Collect every line from the records below that contains the word "ceiling", and copy each one in full.

***** Material supplied

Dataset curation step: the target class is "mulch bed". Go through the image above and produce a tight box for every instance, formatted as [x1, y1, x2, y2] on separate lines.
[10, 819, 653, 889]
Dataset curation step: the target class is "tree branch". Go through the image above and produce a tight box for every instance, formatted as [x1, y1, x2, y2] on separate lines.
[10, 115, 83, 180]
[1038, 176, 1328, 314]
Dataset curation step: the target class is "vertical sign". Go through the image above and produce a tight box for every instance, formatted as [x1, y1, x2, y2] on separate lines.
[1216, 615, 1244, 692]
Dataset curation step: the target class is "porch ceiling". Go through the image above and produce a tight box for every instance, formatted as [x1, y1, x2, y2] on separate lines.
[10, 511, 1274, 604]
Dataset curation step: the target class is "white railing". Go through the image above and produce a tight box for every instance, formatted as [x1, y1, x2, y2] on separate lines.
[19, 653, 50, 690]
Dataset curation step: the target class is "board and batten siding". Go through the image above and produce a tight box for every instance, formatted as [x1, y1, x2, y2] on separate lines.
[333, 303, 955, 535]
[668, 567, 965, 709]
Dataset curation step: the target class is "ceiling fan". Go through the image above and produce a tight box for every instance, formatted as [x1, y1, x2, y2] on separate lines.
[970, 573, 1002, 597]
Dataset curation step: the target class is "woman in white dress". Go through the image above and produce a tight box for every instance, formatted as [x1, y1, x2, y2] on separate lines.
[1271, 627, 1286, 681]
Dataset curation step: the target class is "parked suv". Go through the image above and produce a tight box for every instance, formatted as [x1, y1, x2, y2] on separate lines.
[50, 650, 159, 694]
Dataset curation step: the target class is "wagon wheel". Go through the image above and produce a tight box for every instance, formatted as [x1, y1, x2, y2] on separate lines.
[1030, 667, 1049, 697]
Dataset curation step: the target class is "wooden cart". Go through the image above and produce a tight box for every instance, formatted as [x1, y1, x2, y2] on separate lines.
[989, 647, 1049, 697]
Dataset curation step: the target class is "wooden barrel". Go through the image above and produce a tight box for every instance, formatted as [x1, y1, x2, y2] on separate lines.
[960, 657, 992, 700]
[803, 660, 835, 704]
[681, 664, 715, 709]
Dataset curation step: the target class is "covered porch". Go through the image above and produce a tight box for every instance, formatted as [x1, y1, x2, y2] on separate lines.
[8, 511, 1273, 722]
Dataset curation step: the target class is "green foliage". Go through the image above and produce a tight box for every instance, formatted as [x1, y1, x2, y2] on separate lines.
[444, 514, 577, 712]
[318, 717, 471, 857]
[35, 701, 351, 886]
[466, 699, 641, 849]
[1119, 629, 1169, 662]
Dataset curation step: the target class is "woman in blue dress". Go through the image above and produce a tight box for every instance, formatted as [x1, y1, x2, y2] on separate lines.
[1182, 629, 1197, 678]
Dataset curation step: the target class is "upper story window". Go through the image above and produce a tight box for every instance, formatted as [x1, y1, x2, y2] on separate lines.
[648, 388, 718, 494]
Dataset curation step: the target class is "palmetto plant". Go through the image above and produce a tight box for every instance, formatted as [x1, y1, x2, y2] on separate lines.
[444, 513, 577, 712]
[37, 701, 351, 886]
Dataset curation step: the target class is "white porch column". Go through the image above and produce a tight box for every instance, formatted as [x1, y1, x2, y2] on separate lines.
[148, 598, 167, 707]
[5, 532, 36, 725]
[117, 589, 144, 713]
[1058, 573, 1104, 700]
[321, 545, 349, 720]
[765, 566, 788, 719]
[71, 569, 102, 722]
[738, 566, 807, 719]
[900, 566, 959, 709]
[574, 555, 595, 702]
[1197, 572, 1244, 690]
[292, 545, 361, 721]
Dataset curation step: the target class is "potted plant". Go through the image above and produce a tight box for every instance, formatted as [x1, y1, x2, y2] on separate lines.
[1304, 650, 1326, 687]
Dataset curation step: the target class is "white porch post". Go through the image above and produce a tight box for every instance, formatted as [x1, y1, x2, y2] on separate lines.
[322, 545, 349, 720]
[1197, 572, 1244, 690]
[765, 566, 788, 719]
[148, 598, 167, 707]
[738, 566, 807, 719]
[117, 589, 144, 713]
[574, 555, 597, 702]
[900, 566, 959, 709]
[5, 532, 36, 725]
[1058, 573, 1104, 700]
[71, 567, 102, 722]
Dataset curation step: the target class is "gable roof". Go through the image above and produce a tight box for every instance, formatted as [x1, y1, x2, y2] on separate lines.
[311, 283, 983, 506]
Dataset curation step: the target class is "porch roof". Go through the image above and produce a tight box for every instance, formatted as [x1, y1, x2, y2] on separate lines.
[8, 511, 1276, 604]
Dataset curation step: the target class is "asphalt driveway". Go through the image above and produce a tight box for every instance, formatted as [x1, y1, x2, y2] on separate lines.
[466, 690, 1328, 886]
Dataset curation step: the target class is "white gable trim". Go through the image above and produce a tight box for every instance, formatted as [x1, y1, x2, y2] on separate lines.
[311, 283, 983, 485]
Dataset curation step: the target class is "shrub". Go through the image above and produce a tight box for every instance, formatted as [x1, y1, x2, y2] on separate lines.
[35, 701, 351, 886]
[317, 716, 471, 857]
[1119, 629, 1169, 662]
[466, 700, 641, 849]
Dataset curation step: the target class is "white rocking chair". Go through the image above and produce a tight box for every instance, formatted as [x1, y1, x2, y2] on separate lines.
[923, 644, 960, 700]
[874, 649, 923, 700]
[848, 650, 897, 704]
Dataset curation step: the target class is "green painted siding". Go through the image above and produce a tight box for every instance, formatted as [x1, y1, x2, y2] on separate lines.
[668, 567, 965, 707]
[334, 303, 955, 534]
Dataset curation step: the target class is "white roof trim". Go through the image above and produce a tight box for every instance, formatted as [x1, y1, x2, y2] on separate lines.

**********

## Expected answer
Dataset curation step: the target class is "porch ceiling". Go through the image above and produce a tight box for every instance, formatted as [x1, y1, x2, y2] on separate lines.
Dataset curation step: the target class is "ceiling fan". Go through the image above and produce a tight box for every instance, formatted as [x1, y1, x2, y2] on separate lines.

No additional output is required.